**Task to carry out**
In full and without error, repeat the entries below.

(Source records)
◇ ◇ ◇ ◇

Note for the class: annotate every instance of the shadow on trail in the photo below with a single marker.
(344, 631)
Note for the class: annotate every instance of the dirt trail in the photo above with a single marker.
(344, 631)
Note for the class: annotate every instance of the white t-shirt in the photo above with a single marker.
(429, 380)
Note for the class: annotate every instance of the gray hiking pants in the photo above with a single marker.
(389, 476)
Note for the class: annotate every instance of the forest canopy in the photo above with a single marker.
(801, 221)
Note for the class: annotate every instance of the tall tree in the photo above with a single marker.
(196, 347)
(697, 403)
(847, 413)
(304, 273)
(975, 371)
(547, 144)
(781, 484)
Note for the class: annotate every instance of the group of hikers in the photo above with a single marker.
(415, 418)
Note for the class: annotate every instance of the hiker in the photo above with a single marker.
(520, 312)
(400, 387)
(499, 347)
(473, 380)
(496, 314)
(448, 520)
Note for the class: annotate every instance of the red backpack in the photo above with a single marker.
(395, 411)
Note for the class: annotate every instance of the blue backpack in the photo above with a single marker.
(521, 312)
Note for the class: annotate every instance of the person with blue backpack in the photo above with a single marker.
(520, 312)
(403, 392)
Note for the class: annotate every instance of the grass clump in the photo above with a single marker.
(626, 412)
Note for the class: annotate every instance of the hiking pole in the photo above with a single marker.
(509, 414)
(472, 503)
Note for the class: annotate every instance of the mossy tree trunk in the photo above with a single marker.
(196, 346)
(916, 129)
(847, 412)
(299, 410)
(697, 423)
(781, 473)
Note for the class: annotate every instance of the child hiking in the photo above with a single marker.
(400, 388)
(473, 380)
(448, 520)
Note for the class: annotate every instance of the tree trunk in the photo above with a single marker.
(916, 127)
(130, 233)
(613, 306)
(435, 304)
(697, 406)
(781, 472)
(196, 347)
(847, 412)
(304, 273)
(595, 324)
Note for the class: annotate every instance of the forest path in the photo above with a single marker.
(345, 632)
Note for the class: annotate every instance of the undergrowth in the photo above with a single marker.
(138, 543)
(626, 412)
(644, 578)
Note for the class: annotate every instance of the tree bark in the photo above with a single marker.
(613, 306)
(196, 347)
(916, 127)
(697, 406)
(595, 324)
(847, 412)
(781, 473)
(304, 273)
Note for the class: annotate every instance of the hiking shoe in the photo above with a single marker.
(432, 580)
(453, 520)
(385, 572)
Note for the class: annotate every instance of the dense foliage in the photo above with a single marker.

◇ ◇ ◇ ◇

**Solution below**
Note for the class: annotate every instance of the shadow on trail in the photo below with a single marker.
(344, 631)
Note for the class: annotate every instance of the dirt trail in the photo above with a single marker.
(344, 631)
Note for the class: annotate every instance of the white t-shirt in the photo above with a single marker.
(429, 380)
Note for the class: annotate every instance of the gray hiking pants in the photo above with a single marker.
(389, 476)
Note for the class: annotate every instance of the forest canopy in the photo above with a single marker.
(801, 221)
Note for the class: annotate every instance of the tall tree in the photo above with a single marker.
(196, 347)
(697, 403)
(847, 413)
(304, 273)
(975, 371)
(547, 144)
(781, 484)
Note for the class: annotate every instance of the group of hikers in the photo above with a single marker.
(415, 418)
Note for the class: annotate every instance of the hiker in the photo above with a single marker.
(520, 312)
(400, 387)
(499, 347)
(473, 380)
(496, 314)
(448, 520)
Note for the class: annotate every instance of the red backpack in the photo above with a single marker.
(395, 411)
Note for the class: annotate every instance of the blue backpack in the photo above with a single marker.
(521, 312)
Note for the class: annotate every instance of the person with blue backpack in the photo above with a single marker.
(520, 312)
(403, 392)
Note for the class: annotate every instance of the grass clump in the photo above with a single marker.
(626, 412)
Note for the class: annotate every instance of the hiking pole in the photo above with a single marker.
(509, 414)
(472, 503)
Note for the class: annotate every instance of the mossy tree trunk in the photo above with a single marker.
(196, 346)
(916, 129)
(847, 412)
(299, 410)
(697, 423)
(781, 473)
Note for the class: annotate every instance of the child hiking in the photo above with a single marker.
(400, 388)
(473, 380)
(448, 520)
Note for the class: annotate every instance of the tree trunk in the photo above with a single marker.
(916, 127)
(130, 233)
(613, 306)
(435, 304)
(697, 406)
(781, 472)
(196, 347)
(847, 412)
(304, 273)
(595, 324)
Note for the class: annotate every instance of the forest path in the photo above with a single marker.
(345, 632)
Note for the class: annotate every instance of the undergrowth in the photo above with a single marker.
(138, 543)
(626, 412)
(644, 578)
Note for the class: annotate every instance of the tree bark in the photo above with a single marker.
(613, 306)
(196, 347)
(916, 127)
(697, 406)
(595, 324)
(847, 412)
(781, 473)
(304, 273)
Note for the class: annotate every instance of the hiking shoe in the photo above with a single marker.
(432, 580)
(453, 520)
(385, 572)
Note for the class: annotate every instance of the dense foliage in the photo above with a single marker.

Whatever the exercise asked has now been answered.